[Labeled region records]
"""

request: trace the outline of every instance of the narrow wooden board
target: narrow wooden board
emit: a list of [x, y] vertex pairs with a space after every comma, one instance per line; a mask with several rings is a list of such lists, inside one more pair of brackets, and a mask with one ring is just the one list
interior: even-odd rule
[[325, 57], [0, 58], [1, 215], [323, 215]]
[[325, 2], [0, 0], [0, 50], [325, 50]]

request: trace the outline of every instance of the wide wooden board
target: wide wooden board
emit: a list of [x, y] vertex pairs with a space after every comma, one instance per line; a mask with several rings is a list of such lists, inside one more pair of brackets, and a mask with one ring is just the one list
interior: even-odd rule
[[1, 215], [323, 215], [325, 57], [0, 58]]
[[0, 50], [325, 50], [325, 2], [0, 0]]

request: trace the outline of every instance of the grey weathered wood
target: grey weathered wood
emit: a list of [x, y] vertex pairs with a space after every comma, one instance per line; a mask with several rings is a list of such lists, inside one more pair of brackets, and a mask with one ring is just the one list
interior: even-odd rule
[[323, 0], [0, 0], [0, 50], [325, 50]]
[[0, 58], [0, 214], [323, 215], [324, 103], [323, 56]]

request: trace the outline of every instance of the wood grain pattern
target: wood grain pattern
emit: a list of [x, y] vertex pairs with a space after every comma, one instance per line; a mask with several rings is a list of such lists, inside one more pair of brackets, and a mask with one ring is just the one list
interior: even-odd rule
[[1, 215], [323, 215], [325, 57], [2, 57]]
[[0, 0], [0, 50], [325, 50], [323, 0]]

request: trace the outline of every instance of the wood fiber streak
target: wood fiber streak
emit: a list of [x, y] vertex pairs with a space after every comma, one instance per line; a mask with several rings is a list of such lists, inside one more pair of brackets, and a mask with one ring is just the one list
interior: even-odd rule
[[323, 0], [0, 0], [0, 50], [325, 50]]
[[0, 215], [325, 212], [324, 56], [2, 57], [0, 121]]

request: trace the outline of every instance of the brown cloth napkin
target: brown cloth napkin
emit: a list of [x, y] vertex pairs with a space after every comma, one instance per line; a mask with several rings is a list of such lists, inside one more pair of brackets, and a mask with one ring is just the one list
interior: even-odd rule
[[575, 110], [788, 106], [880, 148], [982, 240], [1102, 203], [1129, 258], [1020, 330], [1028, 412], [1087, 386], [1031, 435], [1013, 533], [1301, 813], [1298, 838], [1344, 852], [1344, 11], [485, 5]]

"""

Aim ▸ Can you quote every line of the entries above word for word, changing nothing?

Exercise result ▸
request: trace the outline of every instance of the narrow wooden board
target: narrow wooden board
emit: a list of [x, y] vertex pairs with a space after every comma, one instance per line; a mask with several rings is a list of such lists, inside one more pair of brackets, and a mask with one ring is just the one list
interior: even-odd rule
[[325, 57], [0, 58], [1, 215], [323, 215]]
[[325, 2], [0, 0], [0, 50], [325, 50]]

request: trace the outline of every instance of the wide wooden board
target: wide wooden board
emit: a list of [x, y] vertex pairs with a space after every comma, one instance per line; a mask with several rings is a list of such lists, inside one more pair of brackets, and a mask with one ring is just the one list
interior: even-odd rule
[[1, 215], [323, 215], [325, 57], [0, 58]]
[[0, 50], [325, 50], [325, 2], [0, 0]]

request: trace the outline of every instance of the grey weathered wood
target: grey weathered wood
emit: a list of [x, y] vertex pairs with a space after every comma, one instance per line; a mask with several rings is a list of such lists, inside one more pair of brackets, and a mask with one ring is just the one list
interior: even-odd rule
[[323, 0], [0, 0], [0, 50], [325, 50]]
[[0, 58], [0, 214], [323, 215], [324, 103], [323, 56]]

request: trace the outline of every instance of the wood grain pattern
target: wood grain pattern
emit: a list of [x, y] vertex pairs with a space after every comma, one instance per line; a mask with several rings is a list of such lists, inside one more pair of brackets, and a mask with one ring is just the one list
interior: even-odd rule
[[1, 215], [323, 215], [325, 57], [2, 57]]
[[0, 0], [0, 50], [325, 50], [323, 0]]

request: trace the outline of every instance of the wood fiber streak
target: wood fiber streak
emit: a list of [x, y] vertex pairs with a space after every comma, one instance per line; a mask with several rings is a list of such lists, inside one more pair of brackets, and a mask with one ring is just the one list
interior: even-odd rule
[[323, 0], [0, 0], [0, 50], [325, 50]]
[[0, 215], [325, 212], [324, 56], [2, 57], [0, 121]]

request: trace the outline of every instance of the brown cloth napkin
target: brown cloth napkin
emit: a list of [x, y] vertex pairs with a space after every comma, one instance per line; a mask with several rings is a list of such lists, inside one more pair of brackets, and a mask with one ring is just the one list
interior: even-odd rule
[[575, 110], [788, 106], [880, 148], [982, 240], [1102, 203], [1129, 258], [1020, 330], [1028, 412], [1087, 386], [1031, 435], [1013, 533], [1301, 813], [1298, 838], [1344, 852], [1344, 11], [485, 5]]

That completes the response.